STATED GOAL —
Count the lines in the records below that contain the word "silver", and reply with that number alone.

INFORMATION PROVIDED —
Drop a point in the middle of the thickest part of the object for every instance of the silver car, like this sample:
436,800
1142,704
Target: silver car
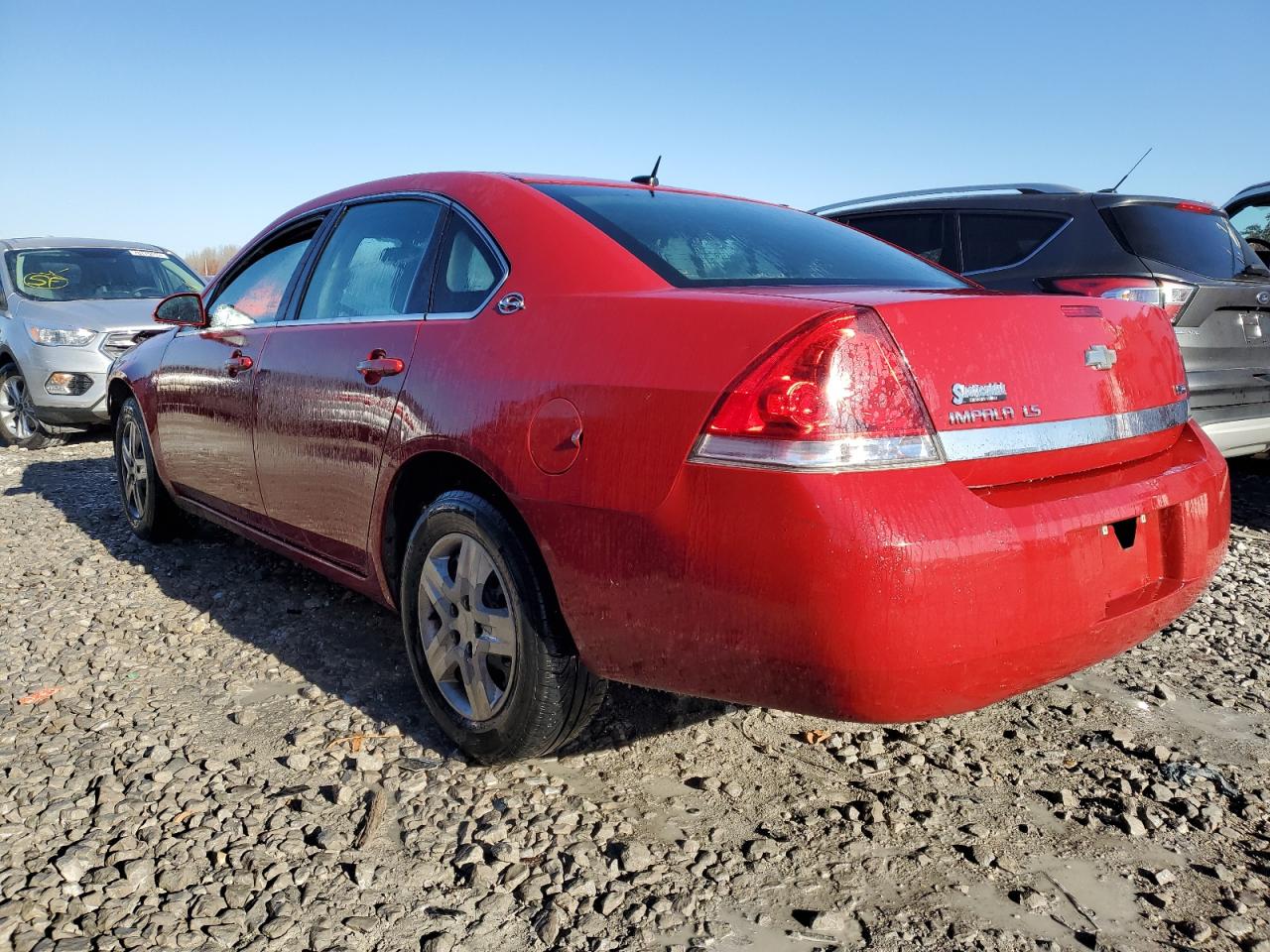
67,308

* * *

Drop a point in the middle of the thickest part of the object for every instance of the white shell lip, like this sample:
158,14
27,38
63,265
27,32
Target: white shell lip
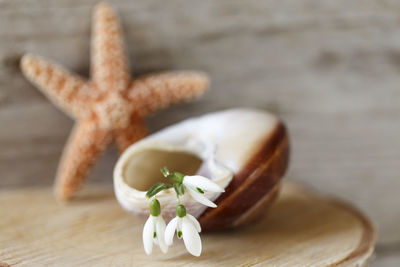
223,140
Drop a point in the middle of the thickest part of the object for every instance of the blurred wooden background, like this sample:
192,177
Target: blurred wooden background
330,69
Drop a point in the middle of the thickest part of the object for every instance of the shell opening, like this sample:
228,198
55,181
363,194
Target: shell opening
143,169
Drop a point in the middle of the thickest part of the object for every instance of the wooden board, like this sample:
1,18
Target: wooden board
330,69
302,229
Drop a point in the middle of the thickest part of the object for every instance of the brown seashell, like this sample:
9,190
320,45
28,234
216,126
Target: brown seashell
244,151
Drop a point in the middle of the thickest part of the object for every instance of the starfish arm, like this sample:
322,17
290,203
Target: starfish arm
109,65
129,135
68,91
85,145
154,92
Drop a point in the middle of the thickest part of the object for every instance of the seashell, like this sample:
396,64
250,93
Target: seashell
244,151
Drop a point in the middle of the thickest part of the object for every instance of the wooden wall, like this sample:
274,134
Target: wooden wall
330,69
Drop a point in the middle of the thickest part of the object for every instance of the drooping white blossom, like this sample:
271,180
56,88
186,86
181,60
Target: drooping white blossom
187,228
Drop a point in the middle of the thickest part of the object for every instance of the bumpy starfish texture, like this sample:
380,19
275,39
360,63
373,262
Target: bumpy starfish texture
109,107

SOLUTION TO THIS PROBLEM —
2